[Short exercise] Print each of the following entries verbatim, character for character, from the first line to the last.

[Excerpted data]
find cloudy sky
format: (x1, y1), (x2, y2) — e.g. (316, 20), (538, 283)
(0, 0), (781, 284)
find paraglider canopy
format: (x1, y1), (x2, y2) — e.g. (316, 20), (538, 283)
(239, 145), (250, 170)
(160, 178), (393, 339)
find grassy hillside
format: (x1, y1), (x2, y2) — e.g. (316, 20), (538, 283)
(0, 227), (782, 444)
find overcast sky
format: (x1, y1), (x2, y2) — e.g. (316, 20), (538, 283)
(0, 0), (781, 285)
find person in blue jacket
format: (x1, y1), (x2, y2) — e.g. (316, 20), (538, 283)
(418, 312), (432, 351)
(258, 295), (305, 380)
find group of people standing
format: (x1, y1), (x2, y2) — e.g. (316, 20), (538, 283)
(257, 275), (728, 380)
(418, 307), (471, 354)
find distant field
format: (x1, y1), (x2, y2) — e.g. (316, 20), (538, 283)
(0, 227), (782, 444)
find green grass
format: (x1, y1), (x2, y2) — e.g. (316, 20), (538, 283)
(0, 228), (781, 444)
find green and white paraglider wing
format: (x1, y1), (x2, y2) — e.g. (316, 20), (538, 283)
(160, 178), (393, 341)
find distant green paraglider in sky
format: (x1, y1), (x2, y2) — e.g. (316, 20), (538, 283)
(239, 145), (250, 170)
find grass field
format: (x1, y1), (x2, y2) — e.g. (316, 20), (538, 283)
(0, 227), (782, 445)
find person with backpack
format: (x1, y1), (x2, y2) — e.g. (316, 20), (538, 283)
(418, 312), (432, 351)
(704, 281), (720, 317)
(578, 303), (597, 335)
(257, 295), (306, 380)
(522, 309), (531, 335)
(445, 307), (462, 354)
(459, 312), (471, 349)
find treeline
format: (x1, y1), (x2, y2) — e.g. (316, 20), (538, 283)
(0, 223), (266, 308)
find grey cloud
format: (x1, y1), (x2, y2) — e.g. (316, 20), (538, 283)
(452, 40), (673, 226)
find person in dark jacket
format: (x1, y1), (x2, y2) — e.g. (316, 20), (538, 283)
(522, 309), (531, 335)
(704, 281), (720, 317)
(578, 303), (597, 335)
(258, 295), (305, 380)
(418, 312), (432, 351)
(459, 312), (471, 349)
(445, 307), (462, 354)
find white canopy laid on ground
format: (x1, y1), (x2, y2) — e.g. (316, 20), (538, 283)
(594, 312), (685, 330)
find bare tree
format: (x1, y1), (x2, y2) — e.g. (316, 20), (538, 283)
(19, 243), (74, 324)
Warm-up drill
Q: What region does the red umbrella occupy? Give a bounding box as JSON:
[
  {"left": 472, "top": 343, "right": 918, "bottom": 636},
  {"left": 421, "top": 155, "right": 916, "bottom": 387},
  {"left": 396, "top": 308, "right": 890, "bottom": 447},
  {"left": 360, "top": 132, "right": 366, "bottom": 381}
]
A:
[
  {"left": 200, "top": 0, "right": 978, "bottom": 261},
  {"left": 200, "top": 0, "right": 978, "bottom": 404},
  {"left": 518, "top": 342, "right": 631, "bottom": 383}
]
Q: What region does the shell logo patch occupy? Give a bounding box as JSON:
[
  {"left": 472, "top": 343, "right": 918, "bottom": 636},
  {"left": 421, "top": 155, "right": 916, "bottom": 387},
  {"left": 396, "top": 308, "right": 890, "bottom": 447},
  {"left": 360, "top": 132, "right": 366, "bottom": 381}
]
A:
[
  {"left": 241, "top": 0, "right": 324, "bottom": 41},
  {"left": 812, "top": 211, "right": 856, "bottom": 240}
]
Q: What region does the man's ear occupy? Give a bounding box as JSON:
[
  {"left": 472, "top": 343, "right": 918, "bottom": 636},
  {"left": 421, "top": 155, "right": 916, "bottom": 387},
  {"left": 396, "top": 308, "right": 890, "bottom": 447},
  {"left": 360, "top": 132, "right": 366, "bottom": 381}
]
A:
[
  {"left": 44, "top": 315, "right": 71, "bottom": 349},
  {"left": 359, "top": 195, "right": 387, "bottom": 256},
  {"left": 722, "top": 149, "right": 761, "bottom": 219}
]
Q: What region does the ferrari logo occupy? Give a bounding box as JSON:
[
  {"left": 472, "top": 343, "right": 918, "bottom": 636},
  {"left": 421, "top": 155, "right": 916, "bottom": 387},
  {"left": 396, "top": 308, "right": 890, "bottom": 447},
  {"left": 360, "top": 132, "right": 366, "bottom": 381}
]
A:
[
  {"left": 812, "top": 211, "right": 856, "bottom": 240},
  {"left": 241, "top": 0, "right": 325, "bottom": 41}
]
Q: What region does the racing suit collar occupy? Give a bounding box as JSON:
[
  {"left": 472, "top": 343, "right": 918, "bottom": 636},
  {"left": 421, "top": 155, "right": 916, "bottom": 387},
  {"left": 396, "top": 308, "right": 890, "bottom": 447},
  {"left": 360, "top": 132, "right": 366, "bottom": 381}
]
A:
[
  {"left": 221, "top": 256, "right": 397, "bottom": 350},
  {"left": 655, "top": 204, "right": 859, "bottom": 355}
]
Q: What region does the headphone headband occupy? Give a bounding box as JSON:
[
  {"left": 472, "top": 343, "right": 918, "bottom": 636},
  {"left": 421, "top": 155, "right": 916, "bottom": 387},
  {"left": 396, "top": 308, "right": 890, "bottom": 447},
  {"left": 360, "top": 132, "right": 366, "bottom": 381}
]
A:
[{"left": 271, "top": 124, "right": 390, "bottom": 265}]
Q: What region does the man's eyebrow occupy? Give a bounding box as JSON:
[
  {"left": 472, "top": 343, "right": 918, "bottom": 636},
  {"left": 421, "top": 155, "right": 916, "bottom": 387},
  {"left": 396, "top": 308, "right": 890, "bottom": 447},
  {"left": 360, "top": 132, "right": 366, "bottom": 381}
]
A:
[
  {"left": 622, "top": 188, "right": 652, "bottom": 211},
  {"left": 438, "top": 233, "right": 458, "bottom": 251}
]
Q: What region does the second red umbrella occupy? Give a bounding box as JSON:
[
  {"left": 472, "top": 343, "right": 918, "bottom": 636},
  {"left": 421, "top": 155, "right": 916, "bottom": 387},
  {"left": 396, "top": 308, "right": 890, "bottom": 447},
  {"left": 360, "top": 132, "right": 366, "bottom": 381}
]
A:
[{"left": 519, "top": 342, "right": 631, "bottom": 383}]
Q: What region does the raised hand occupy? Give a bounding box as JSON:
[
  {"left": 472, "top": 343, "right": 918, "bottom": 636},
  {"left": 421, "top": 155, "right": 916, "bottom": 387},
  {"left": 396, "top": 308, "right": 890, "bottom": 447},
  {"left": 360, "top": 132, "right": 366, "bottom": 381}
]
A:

[Solved problem]
find cloudy sky
format: (x1, y1), (x2, y2) — e.g. (316, 20), (538, 283)
(0, 0), (781, 284)
find paraglider canopy
format: (x1, y1), (x2, y2) — e.g. (316, 20), (538, 283)
(239, 145), (250, 170)
(160, 178), (393, 339)
find grassy hillside
format: (x1, y1), (x2, y2) — e.g. (316, 20), (538, 283)
(0, 227), (782, 444)
find overcast sky
format: (x1, y1), (x2, y2) — e.g. (316, 20), (538, 283)
(0, 0), (781, 285)
find person in blue jacket
format: (x1, y1), (x2, y2) — e.g. (316, 20), (538, 283)
(418, 312), (432, 351)
(258, 295), (305, 380)
find group of people standing
format: (x1, y1), (x2, y2) — e.g. (316, 20), (538, 283)
(257, 275), (728, 380)
(418, 307), (471, 354)
find distant field
format: (x1, y1), (x2, y2) — e.g. (316, 20), (538, 283)
(0, 227), (782, 444)
find green grass
format: (x1, y1), (x2, y2) — e.g. (316, 20), (538, 283)
(0, 228), (781, 444)
find green and white paraglider wing
format: (x1, y1), (x2, y2) — e.g. (316, 20), (538, 283)
(160, 178), (393, 341)
find distant green paraglider in sky
format: (x1, y1), (x2, y2) — e.g. (316, 20), (538, 283)
(239, 145), (250, 170)
find grass field
format: (x1, y1), (x2, y2) — e.g. (316, 20), (538, 283)
(0, 227), (782, 445)
find person with backpack
format: (x1, y1), (x2, y2) — e.g. (316, 20), (538, 283)
(418, 312), (432, 351)
(704, 281), (720, 317)
(578, 303), (597, 335)
(257, 295), (306, 380)
(522, 309), (531, 335)
(445, 307), (462, 354)
(459, 312), (471, 349)
find treeline
format: (x1, y1), (x2, y2) — e.g. (316, 20), (538, 283)
(0, 223), (266, 308)
find grey cloud
format: (x1, y1), (x2, y2) — e.g. (316, 20), (538, 283)
(452, 40), (673, 226)
find person in dark jacket
format: (x1, y1), (x2, y2) — e.g. (316, 20), (538, 283)
(522, 309), (531, 335)
(704, 281), (720, 317)
(578, 303), (597, 335)
(258, 295), (305, 380)
(418, 312), (432, 351)
(459, 312), (471, 349)
(445, 307), (462, 354)
find white canopy laid on ground
format: (x1, y1), (x2, y2) — e.g. (316, 20), (538, 283)
(594, 312), (685, 330)
find bare tree
format: (x1, y1), (x2, y2) — e.g. (316, 20), (538, 283)
(19, 243), (74, 324)
Warm-up drill
Q: What region does the red umbrella occupy? Give a bounding box as JSON:
[
  {"left": 472, "top": 343, "right": 918, "bottom": 636},
  {"left": 421, "top": 155, "right": 916, "bottom": 387},
  {"left": 396, "top": 308, "right": 890, "bottom": 447},
  {"left": 360, "top": 132, "right": 366, "bottom": 381}
]
A:
[
  {"left": 200, "top": 0, "right": 978, "bottom": 261},
  {"left": 200, "top": 0, "right": 978, "bottom": 404},
  {"left": 518, "top": 342, "right": 631, "bottom": 383}
]
Q: What region does the shell logo patch occupy? Give a bounding box as JSON:
[
  {"left": 472, "top": 343, "right": 918, "bottom": 636},
  {"left": 421, "top": 155, "right": 916, "bottom": 387},
  {"left": 396, "top": 308, "right": 890, "bottom": 447},
  {"left": 360, "top": 132, "right": 366, "bottom": 381}
]
A:
[
  {"left": 241, "top": 0, "right": 324, "bottom": 41},
  {"left": 812, "top": 211, "right": 856, "bottom": 240}
]
Q: What region does the man's ear occupy? Give a bounding box as JSON:
[
  {"left": 472, "top": 343, "right": 918, "bottom": 636},
  {"left": 421, "top": 155, "right": 916, "bottom": 387},
  {"left": 396, "top": 308, "right": 890, "bottom": 447},
  {"left": 360, "top": 132, "right": 366, "bottom": 381}
]
A:
[
  {"left": 44, "top": 315, "right": 71, "bottom": 349},
  {"left": 359, "top": 195, "right": 387, "bottom": 256},
  {"left": 722, "top": 149, "right": 761, "bottom": 219}
]
Q: What region does the ferrari logo occupy? Give a bounding box as JSON:
[
  {"left": 472, "top": 343, "right": 918, "bottom": 636},
  {"left": 421, "top": 155, "right": 916, "bottom": 387},
  {"left": 396, "top": 308, "right": 890, "bottom": 447},
  {"left": 360, "top": 132, "right": 366, "bottom": 381}
]
A:
[
  {"left": 812, "top": 211, "right": 856, "bottom": 240},
  {"left": 241, "top": 0, "right": 325, "bottom": 41}
]
Q: What region does the racing suit collar occupy? Give a bounding box as JSON:
[
  {"left": 472, "top": 343, "right": 918, "bottom": 636},
  {"left": 421, "top": 155, "right": 916, "bottom": 387},
  {"left": 396, "top": 308, "right": 890, "bottom": 447},
  {"left": 360, "top": 132, "right": 366, "bottom": 381}
]
A:
[
  {"left": 221, "top": 256, "right": 397, "bottom": 350},
  {"left": 655, "top": 204, "right": 859, "bottom": 355}
]
Q: What region does the headphone headband occupy? Give a bounding box as JSON:
[
  {"left": 472, "top": 343, "right": 918, "bottom": 636},
  {"left": 421, "top": 155, "right": 916, "bottom": 387},
  {"left": 396, "top": 308, "right": 890, "bottom": 447},
  {"left": 360, "top": 132, "right": 366, "bottom": 381}
]
A:
[{"left": 271, "top": 124, "right": 390, "bottom": 265}]
Q: What region does the man's eyebrow occupy? Give a bounding box as JSON:
[
  {"left": 472, "top": 343, "right": 918, "bottom": 636},
  {"left": 421, "top": 155, "right": 916, "bottom": 387},
  {"left": 396, "top": 308, "right": 890, "bottom": 447},
  {"left": 360, "top": 132, "right": 366, "bottom": 381}
]
A:
[
  {"left": 622, "top": 188, "right": 652, "bottom": 211},
  {"left": 438, "top": 233, "right": 458, "bottom": 251}
]
Q: What region does the second red umbrella occupy? Give a bounding box as JSON:
[
  {"left": 472, "top": 343, "right": 918, "bottom": 636},
  {"left": 421, "top": 155, "right": 916, "bottom": 387},
  {"left": 396, "top": 308, "right": 890, "bottom": 447},
  {"left": 360, "top": 132, "right": 366, "bottom": 381}
]
A:
[{"left": 519, "top": 342, "right": 631, "bottom": 383}]
Q: What region does the raised hand occupy? Give a bounding box as JSON:
[
  {"left": 472, "top": 343, "right": 918, "bottom": 636},
  {"left": 421, "top": 155, "right": 916, "bottom": 387},
  {"left": 396, "top": 308, "right": 890, "bottom": 447},
  {"left": 360, "top": 132, "right": 366, "bottom": 381}
]
A:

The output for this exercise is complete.